* _Written instruction_
Reproduce verbatim the data from the line containing "(365,179) (no space after the comma)." through the end of the data, including both the first and the last line.

Data on object locations:
· · · · ·

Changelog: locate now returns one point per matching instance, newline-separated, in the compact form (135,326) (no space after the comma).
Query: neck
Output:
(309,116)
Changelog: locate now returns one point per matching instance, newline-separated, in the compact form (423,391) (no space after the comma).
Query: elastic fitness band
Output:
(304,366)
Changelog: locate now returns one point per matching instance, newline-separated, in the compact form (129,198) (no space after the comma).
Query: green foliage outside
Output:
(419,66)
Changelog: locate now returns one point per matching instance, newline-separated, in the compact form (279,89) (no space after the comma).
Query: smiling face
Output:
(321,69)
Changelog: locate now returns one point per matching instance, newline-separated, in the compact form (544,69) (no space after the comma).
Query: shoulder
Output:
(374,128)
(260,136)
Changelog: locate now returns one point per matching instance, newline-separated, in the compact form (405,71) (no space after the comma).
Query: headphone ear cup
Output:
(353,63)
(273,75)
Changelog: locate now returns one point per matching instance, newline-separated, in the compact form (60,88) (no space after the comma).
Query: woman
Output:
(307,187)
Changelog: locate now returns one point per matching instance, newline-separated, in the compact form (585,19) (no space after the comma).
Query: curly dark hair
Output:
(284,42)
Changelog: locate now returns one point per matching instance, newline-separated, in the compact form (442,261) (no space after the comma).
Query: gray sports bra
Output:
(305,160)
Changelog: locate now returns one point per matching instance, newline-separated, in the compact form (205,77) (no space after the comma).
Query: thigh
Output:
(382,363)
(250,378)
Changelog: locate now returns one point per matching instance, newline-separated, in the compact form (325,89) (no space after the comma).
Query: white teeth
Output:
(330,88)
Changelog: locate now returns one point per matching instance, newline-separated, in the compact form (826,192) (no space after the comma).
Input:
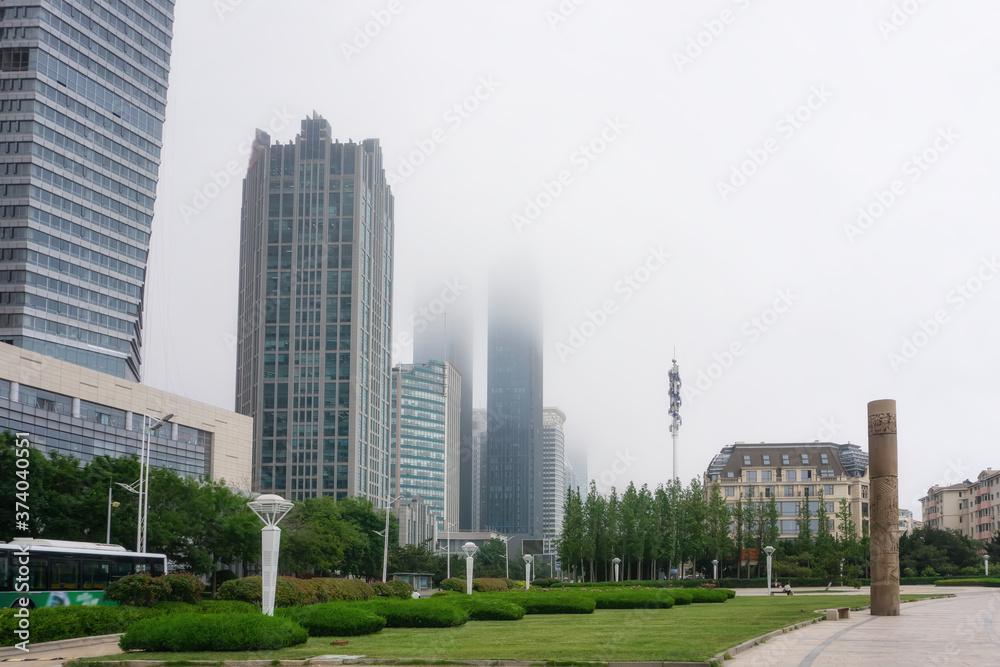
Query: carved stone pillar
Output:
(884,511)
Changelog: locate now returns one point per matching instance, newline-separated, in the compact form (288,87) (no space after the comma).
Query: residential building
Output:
(971,508)
(313,359)
(553,475)
(85,414)
(792,473)
(443,329)
(425,433)
(83,92)
(513,461)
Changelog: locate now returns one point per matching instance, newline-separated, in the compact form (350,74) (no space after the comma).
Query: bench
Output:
(838,613)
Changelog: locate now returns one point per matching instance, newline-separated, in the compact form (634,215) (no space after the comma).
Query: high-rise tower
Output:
(513,459)
(83,93)
(315,315)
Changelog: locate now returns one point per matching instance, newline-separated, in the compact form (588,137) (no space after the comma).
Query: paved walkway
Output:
(964,630)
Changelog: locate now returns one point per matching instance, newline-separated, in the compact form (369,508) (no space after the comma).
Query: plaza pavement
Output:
(964,630)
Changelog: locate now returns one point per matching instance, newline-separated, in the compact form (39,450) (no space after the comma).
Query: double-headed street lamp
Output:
(470,550)
(271,509)
(769,551)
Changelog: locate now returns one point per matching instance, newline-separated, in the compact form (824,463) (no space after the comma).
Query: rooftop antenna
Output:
(675,408)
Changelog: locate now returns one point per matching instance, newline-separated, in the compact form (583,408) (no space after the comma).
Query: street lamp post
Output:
(271,509)
(769,551)
(470,550)
(107,540)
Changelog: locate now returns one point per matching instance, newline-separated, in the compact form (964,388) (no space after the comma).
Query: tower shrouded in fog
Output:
(513,458)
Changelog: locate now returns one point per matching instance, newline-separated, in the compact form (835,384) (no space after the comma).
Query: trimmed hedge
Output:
(487,585)
(993,583)
(429,613)
(335,619)
(54,623)
(640,598)
(292,592)
(213,632)
(482,608)
(452,584)
(395,588)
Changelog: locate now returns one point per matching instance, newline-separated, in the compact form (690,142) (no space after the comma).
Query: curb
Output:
(10,651)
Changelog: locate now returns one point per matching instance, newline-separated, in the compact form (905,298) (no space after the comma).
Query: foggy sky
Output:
(800,199)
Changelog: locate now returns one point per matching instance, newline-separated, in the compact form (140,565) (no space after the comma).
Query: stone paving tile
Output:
(957,631)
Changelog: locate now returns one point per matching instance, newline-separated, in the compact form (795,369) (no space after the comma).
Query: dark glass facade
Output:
(83,89)
(315,313)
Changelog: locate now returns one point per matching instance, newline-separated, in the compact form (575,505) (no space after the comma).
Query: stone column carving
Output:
(884,510)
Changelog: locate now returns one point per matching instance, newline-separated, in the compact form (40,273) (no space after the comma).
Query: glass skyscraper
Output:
(83,90)
(315,315)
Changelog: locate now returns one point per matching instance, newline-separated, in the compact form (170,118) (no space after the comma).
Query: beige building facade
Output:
(84,413)
(794,473)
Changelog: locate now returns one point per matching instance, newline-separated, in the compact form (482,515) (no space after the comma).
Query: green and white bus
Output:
(63,573)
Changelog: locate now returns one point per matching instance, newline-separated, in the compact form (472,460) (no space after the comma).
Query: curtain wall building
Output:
(315,315)
(553,475)
(513,458)
(83,90)
(425,431)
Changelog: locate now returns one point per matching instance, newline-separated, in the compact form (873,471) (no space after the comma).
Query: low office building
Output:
(85,413)
(791,473)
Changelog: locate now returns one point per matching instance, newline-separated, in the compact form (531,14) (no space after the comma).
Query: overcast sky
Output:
(801,198)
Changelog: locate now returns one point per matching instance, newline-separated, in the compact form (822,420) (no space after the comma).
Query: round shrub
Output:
(335,619)
(707,595)
(183,587)
(554,603)
(137,590)
(452,584)
(631,598)
(487,609)
(427,613)
(213,632)
(488,585)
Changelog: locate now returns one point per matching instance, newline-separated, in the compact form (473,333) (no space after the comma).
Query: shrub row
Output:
(395,588)
(993,583)
(292,592)
(214,632)
(143,590)
(335,619)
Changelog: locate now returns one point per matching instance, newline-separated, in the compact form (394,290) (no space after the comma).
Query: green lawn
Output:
(688,632)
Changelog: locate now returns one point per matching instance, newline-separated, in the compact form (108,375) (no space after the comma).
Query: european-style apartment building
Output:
(791,471)
(971,508)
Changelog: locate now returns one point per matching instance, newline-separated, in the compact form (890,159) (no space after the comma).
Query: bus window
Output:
(65,574)
(120,568)
(38,571)
(95,575)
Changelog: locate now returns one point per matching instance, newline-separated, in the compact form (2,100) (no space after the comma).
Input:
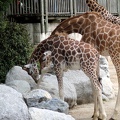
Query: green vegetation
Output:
(14,47)
(14,43)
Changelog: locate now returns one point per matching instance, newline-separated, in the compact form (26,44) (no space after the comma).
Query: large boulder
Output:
(17,73)
(42,99)
(20,85)
(50,84)
(76,83)
(35,97)
(44,114)
(12,105)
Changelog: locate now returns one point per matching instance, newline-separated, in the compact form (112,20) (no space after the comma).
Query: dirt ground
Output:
(84,112)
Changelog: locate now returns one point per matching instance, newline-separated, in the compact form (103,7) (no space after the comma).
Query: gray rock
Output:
(50,84)
(34,97)
(17,73)
(44,114)
(20,85)
(54,105)
(12,105)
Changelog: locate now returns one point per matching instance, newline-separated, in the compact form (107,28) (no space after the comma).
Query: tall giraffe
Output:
(94,6)
(68,53)
(100,33)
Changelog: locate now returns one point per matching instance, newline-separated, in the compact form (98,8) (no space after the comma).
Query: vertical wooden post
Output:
(46,16)
(42,20)
(118,7)
(42,17)
(71,7)
(74,8)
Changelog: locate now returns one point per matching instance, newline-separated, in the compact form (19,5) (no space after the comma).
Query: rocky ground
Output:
(84,112)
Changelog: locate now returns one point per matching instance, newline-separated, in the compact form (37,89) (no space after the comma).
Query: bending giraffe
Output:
(94,6)
(67,53)
(100,33)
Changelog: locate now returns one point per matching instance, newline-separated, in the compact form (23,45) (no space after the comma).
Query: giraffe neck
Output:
(95,30)
(77,24)
(94,6)
(44,46)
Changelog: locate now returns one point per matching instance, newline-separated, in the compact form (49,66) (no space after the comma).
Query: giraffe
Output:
(66,54)
(101,34)
(94,6)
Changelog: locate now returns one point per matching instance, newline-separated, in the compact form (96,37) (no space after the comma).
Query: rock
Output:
(50,84)
(43,114)
(12,106)
(34,97)
(76,84)
(54,105)
(17,73)
(20,85)
(82,85)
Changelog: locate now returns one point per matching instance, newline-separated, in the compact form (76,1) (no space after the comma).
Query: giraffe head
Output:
(32,70)
(46,62)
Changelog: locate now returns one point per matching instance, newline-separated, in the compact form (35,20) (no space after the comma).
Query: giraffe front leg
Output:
(116,62)
(59,75)
(102,113)
(96,106)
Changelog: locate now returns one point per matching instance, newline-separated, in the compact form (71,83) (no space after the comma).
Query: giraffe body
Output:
(94,6)
(100,33)
(67,53)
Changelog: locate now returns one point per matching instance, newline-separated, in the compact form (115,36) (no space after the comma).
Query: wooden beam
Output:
(42,16)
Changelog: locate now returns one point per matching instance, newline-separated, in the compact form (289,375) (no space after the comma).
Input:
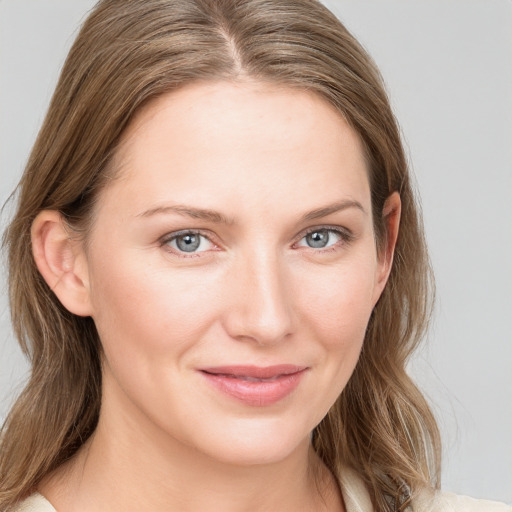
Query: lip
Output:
(256,386)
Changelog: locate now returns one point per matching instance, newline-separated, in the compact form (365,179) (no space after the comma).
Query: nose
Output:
(260,309)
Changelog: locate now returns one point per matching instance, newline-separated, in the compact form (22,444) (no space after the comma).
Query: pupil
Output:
(188,243)
(318,239)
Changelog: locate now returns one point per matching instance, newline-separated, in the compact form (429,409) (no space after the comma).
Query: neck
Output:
(133,465)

· · · · ·

* _Response below_
Changelog: locate now returns one point per matching instance, newline-separated, in the compact form (365,179) (no space after the comma).
Query: nose
Output:
(260,309)
Changelog: locate now returns one point per matching instance, newline-separated, in the compact form (22,444) (no space after the comma).
Query: pupil
Output:
(188,243)
(318,239)
Changelog: locate now returns one point per matching instance, newline-separated, in the compact form (429,409) (no space after the comma).
Query: neck
Output:
(133,465)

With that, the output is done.